Short task →
The records below need retyping in full; give them again exactly.

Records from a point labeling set
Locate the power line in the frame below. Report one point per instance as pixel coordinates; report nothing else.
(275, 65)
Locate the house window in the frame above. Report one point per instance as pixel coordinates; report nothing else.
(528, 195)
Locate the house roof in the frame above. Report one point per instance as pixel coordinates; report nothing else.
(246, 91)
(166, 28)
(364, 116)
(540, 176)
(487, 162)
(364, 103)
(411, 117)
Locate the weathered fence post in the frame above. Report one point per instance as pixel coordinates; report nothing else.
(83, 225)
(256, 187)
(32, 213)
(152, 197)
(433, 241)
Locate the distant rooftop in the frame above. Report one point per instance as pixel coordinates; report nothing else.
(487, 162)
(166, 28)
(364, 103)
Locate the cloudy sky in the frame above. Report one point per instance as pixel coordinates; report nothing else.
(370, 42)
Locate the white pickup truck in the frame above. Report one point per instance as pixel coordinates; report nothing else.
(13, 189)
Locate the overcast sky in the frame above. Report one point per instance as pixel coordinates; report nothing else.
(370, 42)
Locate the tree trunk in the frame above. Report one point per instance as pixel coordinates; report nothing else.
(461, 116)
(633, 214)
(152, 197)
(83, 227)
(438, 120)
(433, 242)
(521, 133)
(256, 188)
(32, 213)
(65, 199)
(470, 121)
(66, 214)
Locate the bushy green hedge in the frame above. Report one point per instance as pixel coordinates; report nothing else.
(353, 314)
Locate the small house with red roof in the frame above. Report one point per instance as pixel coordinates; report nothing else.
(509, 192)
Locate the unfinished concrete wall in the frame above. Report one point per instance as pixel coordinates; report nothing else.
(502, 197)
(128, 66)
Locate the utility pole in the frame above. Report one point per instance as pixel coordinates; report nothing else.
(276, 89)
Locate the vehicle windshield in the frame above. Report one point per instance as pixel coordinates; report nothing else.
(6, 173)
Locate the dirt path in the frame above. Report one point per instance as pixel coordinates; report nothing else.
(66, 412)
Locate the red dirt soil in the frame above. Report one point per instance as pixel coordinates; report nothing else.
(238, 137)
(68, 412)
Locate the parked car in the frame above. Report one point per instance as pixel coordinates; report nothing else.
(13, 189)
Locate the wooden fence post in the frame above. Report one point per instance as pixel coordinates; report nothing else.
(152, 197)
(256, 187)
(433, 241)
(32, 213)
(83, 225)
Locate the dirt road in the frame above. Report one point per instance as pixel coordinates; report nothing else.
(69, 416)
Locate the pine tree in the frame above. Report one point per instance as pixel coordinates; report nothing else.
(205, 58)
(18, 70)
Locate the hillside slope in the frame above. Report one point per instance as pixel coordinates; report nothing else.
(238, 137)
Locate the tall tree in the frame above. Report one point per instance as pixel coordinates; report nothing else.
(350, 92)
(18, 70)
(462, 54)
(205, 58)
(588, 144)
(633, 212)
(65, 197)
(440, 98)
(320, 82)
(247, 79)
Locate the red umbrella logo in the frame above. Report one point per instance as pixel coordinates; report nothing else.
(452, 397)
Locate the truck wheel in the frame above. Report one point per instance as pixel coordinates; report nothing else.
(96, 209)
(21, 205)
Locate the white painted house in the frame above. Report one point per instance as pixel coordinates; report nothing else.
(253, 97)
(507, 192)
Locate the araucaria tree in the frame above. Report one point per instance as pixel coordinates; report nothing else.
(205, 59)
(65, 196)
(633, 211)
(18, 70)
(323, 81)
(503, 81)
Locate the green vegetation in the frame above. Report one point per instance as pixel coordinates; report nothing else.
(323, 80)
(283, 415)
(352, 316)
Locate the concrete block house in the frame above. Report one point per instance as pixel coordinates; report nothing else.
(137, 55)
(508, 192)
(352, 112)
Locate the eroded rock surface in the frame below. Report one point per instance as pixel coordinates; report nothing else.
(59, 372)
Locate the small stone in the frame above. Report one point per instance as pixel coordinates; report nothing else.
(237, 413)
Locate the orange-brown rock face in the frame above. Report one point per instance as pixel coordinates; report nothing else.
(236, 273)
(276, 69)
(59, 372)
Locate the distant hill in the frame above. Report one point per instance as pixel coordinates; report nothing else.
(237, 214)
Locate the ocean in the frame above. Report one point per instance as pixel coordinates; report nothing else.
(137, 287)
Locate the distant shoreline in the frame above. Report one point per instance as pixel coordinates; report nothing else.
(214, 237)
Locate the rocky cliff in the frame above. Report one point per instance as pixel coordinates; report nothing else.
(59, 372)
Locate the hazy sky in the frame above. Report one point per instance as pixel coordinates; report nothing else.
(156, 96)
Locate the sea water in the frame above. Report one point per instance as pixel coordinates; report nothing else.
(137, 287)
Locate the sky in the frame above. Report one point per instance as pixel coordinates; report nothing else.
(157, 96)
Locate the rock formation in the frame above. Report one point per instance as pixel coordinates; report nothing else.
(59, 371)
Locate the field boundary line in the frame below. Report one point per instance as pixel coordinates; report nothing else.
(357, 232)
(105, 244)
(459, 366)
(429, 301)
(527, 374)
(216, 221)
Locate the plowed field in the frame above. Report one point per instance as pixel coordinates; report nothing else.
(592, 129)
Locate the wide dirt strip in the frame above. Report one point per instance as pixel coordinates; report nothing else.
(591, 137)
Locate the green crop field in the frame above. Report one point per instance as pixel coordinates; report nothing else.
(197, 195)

Expected answer →
Locate the power line in the frame below. Report one point per instance as pixel coordinates; report nothing else.
(275, 65)
Locate the house window in the frame above. Report one point per instance as pixel coordinates; report nothing else.
(528, 195)
Locate the house roof in the frame above. Report one point per instance as pixel coordinates; report nothing else.
(246, 91)
(166, 28)
(364, 116)
(540, 176)
(487, 162)
(364, 103)
(411, 117)
Locate the weathered fence post in the frame above. Report one point per instance as pixel coordinates; report nothing else.
(83, 225)
(256, 187)
(32, 213)
(152, 197)
(433, 241)
Locate the distant rooftop in the frame above. Report one point per instance as pixel coordinates; report nothing else.
(487, 162)
(166, 28)
(364, 103)
Locate the cloudy sky in the frame above. Report one point per instance as pixel coordinates; report nothing else.
(370, 42)
Locate the white pickup truck in the frame above. Report one point per instance as pixel coordinates; report nothing else.
(13, 189)
Locate the overcast sky in the frame above. Report one point per instance as pixel coordinates; report nothing else.
(370, 42)
Locate the tree trunk in the frame above. Report one point per instance as pixel coordinates; report nothing else.
(461, 116)
(633, 214)
(152, 197)
(83, 227)
(438, 120)
(433, 242)
(521, 133)
(256, 188)
(32, 213)
(65, 199)
(470, 121)
(66, 214)
Locate the bushy green hedge in the frame above. Report one point per instance as pixel coordinates; report nothing else.
(353, 314)
Locate the small house with red roof in the frame above. Report one point per instance as pixel coordinates; report nothing else.
(509, 192)
Locate the unfinished concrete wall in the frame above. Report one point per instance as pixel coordinates; report nothing else.
(502, 197)
(128, 66)
Locate the utility pole in the frame above. Report one point per instance as pixel coordinates; report nothing else.
(276, 89)
Locate the vehicle windshield in the frame above. Report one point per instance as pixel coordinates; report nothing else.
(6, 173)
Locate the dirt path in the frame above. Report one point per instance as pixel coordinates; report nothing else.
(66, 412)
Locate the red dirt soil in the frame above. Report one point per instance as pixel coordinates; report nothing else.
(238, 137)
(68, 412)
Locate the parked car in the frame above. Report one point per instance as pixel coordinates; report nothing else.
(13, 189)
Locate the wooden fence post in the frame above. Report one point per instance as pixel coordinates; report nothing else.
(152, 197)
(256, 187)
(433, 241)
(32, 213)
(83, 225)
Locate the dirt road in the frame above. Report one point per instance as pixel coordinates; report nothing else.
(69, 416)
Locate the pine tree in the frame above. Report one point per instance as pixel coordinates; report nothing else.
(205, 58)
(18, 70)
Locate the hillside slope in the frame above. Report one point per instance as pixel coordinates; report nothing else.
(238, 137)
Locate the tall tree in the frame above. Report one point per instance as pixel coordinates; report nothing else.
(350, 92)
(18, 70)
(462, 54)
(205, 58)
(588, 144)
(633, 212)
(65, 197)
(440, 98)
(320, 82)
(247, 79)
Locate the red umbrella logo in the frame above. Report one point per instance as pixel coordinates; report nothing else.
(452, 397)
Locate the truck wheel in the frame above. Report one point per instance as pixel coordinates; report nothing else.
(96, 209)
(21, 205)
Locate the white painted house in the frame above. Report one point per instance as pixel coordinates; report nothing else.
(253, 97)
(507, 192)
Locate the araucaria tree in the frame above. Report one point per instance as pixel coordinates; report nothing else.
(205, 59)
(65, 196)
(633, 211)
(18, 70)
(323, 81)
(503, 81)
Locate the green vegetation in the frame above. Report one point per instance as pixel coordinates; report nothing else.
(323, 80)
(283, 415)
(352, 316)
Locate the concrete block house in the frame above. Report one point per instance as pixel coordinates; report nothing else.
(137, 55)
(508, 192)
(352, 112)
Locate the eroded rock surface in the frame below. Report one point per instance as pixel coordinates; report nothing else.
(59, 372)
Locate the small stone in the frame above. Report one point per instance as pixel coordinates; report nothing else.
(237, 413)
Locate the orange-brown rock face in the frame above. Report one point per instance as pixel coordinates; report nothing else.
(236, 273)
(276, 69)
(59, 372)
Locate the distant hill in the frame above. Report one point per instance as pixel coordinates; report nothing else.
(237, 214)
Locate the ocean in the frame above. Report one point per instance as pixel coordinates; report nothing else.
(137, 287)
Locate the distant shoreline in the frame above. Report one point per instance as pixel coordinates; report nothing else.
(214, 237)
Locate the rocky cliff in the frame above. Report one point per instance as pixel coordinates; report nothing else.
(59, 372)
Locate the hazy sky in the frame above. Report one point per instance as pixel coordinates; report nothing else.
(156, 96)
Locate the sea water in the frame above. Report one point per instance as pixel coordinates; report nothing else.
(137, 287)
Locate the sky in the frame above. Report one point per instance as pixel coordinates; report nothing else.
(157, 96)
Locate the rock formation in the frame above. Report one point per instance as pixel coordinates; report nothing else.
(59, 371)
Locate the field boundary line in the frame below. Report one point per instance as pixel coordinates; report nothing else.
(357, 232)
(105, 244)
(459, 366)
(429, 301)
(527, 374)
(216, 221)
Locate the plowed field in the frame above. Report one point per instance as pixel coordinates; report nothing else.
(592, 129)
Locate the wide dirt strip in the frame above. Report one point per instance as pixel coordinates; report nothing else.
(591, 137)
Locate the green crop field in the frame above. Report one point per instance as pixel coordinates; report nothing else.
(197, 195)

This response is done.